(Dataset records)
·····

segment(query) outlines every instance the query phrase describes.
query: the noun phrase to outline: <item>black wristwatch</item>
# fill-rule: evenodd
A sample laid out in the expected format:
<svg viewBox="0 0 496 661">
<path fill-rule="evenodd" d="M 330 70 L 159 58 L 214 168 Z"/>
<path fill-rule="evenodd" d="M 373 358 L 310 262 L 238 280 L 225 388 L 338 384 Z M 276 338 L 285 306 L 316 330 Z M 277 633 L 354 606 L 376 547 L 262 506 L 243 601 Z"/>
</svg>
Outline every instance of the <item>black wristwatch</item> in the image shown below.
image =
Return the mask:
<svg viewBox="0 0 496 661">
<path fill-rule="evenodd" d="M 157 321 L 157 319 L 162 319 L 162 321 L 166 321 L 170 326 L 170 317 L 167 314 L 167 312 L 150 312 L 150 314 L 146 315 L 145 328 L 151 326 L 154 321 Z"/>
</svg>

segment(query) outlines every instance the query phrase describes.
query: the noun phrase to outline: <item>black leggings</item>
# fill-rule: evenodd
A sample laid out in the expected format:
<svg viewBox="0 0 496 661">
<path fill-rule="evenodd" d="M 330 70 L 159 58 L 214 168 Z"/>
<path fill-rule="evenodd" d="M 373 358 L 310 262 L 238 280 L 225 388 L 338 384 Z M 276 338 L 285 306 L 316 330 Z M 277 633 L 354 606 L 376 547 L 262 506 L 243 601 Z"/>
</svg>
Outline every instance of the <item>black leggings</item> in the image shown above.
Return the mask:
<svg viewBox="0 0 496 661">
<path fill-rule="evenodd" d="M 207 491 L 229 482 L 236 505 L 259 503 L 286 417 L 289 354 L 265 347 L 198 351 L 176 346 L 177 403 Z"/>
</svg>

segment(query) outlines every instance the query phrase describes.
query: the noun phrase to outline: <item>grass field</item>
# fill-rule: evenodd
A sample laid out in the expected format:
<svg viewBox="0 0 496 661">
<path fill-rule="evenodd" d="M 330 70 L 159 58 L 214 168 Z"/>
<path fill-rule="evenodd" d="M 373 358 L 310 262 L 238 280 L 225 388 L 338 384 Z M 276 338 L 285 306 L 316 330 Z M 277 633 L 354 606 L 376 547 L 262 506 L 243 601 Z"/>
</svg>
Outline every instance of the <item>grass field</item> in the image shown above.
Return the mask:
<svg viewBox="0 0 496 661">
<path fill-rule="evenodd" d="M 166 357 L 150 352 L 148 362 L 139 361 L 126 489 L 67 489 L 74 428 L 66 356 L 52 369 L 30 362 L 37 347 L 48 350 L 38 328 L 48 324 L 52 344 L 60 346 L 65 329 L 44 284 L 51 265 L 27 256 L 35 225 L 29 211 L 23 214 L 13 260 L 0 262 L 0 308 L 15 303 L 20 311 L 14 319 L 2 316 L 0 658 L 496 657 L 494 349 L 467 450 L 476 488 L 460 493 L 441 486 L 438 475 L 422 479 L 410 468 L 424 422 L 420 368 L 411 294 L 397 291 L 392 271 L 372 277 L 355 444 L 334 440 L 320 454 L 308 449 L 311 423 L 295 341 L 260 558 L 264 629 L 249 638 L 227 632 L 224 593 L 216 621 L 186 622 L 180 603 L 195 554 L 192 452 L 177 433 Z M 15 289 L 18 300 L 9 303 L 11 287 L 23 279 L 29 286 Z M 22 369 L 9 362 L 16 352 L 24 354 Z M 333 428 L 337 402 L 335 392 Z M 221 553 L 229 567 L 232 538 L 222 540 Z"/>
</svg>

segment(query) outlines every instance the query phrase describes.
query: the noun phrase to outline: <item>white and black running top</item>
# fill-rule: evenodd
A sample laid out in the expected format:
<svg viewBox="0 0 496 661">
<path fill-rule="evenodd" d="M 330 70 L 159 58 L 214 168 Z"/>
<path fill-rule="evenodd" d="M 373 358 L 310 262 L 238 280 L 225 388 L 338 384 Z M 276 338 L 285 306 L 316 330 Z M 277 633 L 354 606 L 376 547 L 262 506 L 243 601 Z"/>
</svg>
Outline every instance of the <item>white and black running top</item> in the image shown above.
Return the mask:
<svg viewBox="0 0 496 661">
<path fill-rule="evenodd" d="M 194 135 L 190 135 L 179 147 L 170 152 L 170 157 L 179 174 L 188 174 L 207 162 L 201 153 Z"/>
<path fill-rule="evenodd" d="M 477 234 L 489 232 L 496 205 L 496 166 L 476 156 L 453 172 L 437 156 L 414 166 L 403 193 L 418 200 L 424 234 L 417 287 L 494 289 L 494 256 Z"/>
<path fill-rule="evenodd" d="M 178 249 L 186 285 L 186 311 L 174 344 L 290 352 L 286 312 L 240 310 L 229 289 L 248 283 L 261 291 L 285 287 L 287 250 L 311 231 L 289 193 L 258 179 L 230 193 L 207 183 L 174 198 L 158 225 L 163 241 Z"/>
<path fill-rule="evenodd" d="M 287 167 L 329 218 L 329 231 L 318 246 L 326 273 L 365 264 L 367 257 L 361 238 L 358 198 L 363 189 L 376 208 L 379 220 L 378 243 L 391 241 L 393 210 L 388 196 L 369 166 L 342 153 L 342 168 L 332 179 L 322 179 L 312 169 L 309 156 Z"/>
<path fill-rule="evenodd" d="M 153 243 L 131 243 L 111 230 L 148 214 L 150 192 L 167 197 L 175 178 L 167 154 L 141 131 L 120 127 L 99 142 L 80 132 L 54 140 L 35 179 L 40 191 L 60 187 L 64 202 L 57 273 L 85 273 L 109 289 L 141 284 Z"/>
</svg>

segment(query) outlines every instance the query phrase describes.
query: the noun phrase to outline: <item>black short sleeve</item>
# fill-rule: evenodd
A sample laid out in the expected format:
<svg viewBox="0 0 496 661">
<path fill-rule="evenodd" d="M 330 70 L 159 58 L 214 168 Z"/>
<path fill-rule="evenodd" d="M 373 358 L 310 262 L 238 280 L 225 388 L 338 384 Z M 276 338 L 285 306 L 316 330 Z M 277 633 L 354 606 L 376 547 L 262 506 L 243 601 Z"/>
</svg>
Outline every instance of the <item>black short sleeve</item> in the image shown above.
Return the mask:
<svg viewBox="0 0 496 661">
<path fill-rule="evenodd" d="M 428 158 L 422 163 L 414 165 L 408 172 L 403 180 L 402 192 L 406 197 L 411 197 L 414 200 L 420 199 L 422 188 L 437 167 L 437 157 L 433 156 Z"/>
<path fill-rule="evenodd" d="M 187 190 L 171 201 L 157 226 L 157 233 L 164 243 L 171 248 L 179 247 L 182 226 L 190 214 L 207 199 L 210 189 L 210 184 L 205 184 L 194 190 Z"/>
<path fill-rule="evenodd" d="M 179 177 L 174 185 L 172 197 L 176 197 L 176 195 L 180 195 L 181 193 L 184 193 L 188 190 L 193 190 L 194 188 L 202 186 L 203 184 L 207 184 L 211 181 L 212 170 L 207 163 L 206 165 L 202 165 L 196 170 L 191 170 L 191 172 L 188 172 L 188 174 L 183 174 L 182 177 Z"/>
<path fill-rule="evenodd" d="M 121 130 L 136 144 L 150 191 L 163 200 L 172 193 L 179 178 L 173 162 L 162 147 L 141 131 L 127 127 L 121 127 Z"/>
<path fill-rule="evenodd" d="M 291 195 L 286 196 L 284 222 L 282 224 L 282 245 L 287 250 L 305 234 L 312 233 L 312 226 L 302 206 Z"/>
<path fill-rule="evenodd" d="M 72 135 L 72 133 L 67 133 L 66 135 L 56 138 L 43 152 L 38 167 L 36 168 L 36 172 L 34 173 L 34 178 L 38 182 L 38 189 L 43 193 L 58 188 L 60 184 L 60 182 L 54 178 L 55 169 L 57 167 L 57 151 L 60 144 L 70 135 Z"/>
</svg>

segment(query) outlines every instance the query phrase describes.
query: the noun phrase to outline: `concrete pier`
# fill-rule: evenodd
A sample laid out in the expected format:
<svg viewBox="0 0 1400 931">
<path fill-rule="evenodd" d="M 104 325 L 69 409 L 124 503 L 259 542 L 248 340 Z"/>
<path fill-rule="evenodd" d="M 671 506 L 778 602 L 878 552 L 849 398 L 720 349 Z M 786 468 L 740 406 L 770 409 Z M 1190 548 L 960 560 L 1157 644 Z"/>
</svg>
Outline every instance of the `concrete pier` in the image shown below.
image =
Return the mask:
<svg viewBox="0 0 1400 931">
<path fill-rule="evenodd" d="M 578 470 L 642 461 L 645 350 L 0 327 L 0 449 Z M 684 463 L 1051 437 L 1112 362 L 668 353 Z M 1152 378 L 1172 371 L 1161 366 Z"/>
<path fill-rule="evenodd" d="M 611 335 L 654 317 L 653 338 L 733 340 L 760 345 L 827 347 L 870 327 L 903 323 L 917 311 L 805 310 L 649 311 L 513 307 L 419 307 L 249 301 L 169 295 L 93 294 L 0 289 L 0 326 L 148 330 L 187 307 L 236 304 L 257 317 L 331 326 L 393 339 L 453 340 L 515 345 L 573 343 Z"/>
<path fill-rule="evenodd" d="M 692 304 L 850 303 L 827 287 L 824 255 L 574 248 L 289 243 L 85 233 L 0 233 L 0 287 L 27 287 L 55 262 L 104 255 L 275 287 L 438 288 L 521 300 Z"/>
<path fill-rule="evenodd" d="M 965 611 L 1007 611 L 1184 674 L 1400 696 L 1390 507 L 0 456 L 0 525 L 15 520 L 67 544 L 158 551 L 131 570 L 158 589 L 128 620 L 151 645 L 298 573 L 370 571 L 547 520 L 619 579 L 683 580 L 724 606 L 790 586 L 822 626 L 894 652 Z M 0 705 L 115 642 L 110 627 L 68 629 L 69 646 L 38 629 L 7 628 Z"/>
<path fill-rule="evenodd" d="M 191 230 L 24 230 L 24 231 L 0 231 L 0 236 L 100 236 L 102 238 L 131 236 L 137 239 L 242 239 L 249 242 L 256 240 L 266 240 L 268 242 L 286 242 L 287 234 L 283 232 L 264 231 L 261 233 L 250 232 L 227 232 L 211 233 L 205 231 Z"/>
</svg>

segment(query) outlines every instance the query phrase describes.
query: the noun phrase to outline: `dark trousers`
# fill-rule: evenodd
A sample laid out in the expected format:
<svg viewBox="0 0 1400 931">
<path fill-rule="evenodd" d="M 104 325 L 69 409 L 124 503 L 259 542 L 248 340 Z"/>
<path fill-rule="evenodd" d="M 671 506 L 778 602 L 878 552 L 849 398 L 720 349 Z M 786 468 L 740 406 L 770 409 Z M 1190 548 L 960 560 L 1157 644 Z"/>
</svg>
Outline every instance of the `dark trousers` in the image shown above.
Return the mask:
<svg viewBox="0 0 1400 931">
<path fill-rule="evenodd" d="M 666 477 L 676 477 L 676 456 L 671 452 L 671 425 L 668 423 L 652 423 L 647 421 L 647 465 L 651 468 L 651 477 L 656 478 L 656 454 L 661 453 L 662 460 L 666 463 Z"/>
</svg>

·····

** EXERCISE INSTRUCTIONS **
Considering only lines of the records that hold the string "field", state how many there are and nothing else.

** OUTPUT FOR THIS TASK **
2